→ Aim 1
Update the excerpt on the Socialist Party of Canada by writing it out again with "weekly" changed to "monthly". Begin at the words "The Socialist Party" and stop after "of the 19th-century.".

→ Source excerpt
※ ※ ※

The Socialist Party of Canada was small and carefully organized. Its members were well-informed and had been required to pass an examination in socialist principles before admission. Organized by means of constant correspondence with headquarters in Vancouver, the few thousand party members studied the writings of Marx and Engels and Liebknecht and Kautsky and others in weekly educational meetings of their locals.  The SPC's 'class-struggle college' on Pender Street in Vancouver, introduced members to the main currents of Marxist theory as they developed out of the First and Second Internationals." SPC 'worker-students,' were immersed in Marx's economic writings (reprints of Capital, Volume ! and Value, Price and Profit being the textbooks of choice) and other texts of the 19th-century.

※ ※ ※

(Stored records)
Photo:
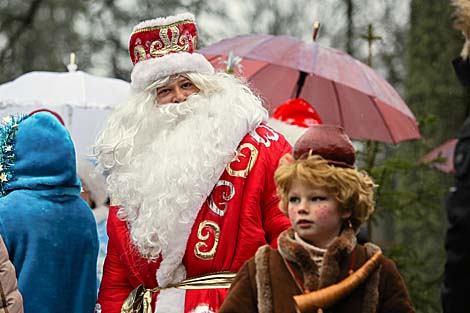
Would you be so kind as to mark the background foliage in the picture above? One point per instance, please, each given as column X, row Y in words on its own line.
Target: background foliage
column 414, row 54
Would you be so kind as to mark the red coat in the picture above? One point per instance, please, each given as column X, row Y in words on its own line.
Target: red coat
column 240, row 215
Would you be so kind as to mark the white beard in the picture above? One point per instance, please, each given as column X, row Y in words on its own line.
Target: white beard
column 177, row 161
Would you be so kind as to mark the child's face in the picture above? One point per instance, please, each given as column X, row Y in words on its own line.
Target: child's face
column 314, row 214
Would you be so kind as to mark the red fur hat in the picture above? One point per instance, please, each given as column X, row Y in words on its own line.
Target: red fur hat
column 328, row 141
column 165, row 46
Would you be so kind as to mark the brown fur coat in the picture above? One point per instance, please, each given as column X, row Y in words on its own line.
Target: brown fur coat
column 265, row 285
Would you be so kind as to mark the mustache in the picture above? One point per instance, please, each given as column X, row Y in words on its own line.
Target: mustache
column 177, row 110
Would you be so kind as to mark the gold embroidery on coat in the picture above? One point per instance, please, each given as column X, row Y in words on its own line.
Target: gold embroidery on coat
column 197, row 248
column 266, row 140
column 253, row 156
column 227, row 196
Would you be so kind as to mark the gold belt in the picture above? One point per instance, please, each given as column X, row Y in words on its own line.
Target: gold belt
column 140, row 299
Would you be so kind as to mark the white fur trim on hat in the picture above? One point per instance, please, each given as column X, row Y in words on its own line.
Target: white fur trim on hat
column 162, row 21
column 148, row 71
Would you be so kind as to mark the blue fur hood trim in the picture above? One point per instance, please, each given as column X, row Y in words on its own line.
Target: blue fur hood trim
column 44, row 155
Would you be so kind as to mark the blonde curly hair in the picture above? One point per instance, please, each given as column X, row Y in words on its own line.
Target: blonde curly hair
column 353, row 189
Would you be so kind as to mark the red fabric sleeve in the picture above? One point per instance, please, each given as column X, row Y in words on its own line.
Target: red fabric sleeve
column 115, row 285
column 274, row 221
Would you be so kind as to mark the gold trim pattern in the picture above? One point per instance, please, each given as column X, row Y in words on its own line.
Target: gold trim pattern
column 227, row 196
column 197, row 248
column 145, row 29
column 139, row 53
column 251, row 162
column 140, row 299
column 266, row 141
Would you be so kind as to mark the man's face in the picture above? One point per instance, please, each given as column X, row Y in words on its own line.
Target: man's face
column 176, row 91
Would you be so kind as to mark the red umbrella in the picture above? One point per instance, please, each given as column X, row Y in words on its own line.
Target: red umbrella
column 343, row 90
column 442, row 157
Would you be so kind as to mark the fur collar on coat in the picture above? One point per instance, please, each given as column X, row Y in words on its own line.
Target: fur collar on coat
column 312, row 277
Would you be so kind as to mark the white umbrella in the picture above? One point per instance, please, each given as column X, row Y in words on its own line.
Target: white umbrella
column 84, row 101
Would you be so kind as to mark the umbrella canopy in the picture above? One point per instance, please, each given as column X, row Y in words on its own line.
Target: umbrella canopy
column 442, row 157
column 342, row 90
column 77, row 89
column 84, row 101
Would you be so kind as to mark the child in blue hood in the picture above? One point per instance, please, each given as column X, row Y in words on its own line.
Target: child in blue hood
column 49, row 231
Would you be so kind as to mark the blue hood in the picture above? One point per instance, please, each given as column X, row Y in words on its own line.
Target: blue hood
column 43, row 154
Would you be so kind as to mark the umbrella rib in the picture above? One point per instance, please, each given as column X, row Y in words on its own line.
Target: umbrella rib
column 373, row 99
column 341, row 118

※ ※ ※

→ Aim 2
Output the stored records again exactly, beginning at the start of the records and stopping after the line that contains "column 265, row 285", and leave the pictures out of your answer.

→ Expected answer 1
The Socialist Party of Canada was small and carefully organized. Its members were well-informed and had been required to pass an examination in socialist principles before admission. Organized by means of constant correspondence with headquarters in Vancouver, the few thousand party members studied the writings of Marx and Engels and Liebknecht and Kautsky and others in monthly educational meetings of their locals.  The SPC's 'class-struggle college' on Pender Street in Vancouver, introduced members to the main currents of Marxist theory as they developed out of the First and Second Internationals." SPC 'worker-students,' were immersed in Marx's economic writings (reprints of Capital, Volume ! and Value, Price and Profit being the textbooks of choice) and other texts of the 19th-century.

→ Expected answer 2
Photo:
Would you be so kind as to mark the background foliage in the picture above? One point per instance, please, each given as column X, row Y in words on its own line.
Target: background foliage
column 414, row 54
Would you be so kind as to mark the red coat in the picture above? One point per instance, please, each given as column X, row Y in words on its own line.
Target: red coat
column 240, row 215
Would you be so kind as to mark the white beard in the picture above? One point per instance, please, each given as column X, row Y in words on its own line.
Target: white beard
column 177, row 161
Would you be so kind as to mark the child's face in the picture above? One point per instance, please, each given as column X, row Y in words on its own line.
Target: child's face
column 314, row 214
Would you be so kind as to mark the red fur hat in the picture above? One point per instance, please, each given as column X, row Y in words on its own line.
Target: red fur hat
column 328, row 141
column 165, row 46
Would you be so kind as to mark the brown fur coat in the picture above? One point per instance, please, each given as column X, row Y in words on its own line.
Target: brown fur coat
column 265, row 285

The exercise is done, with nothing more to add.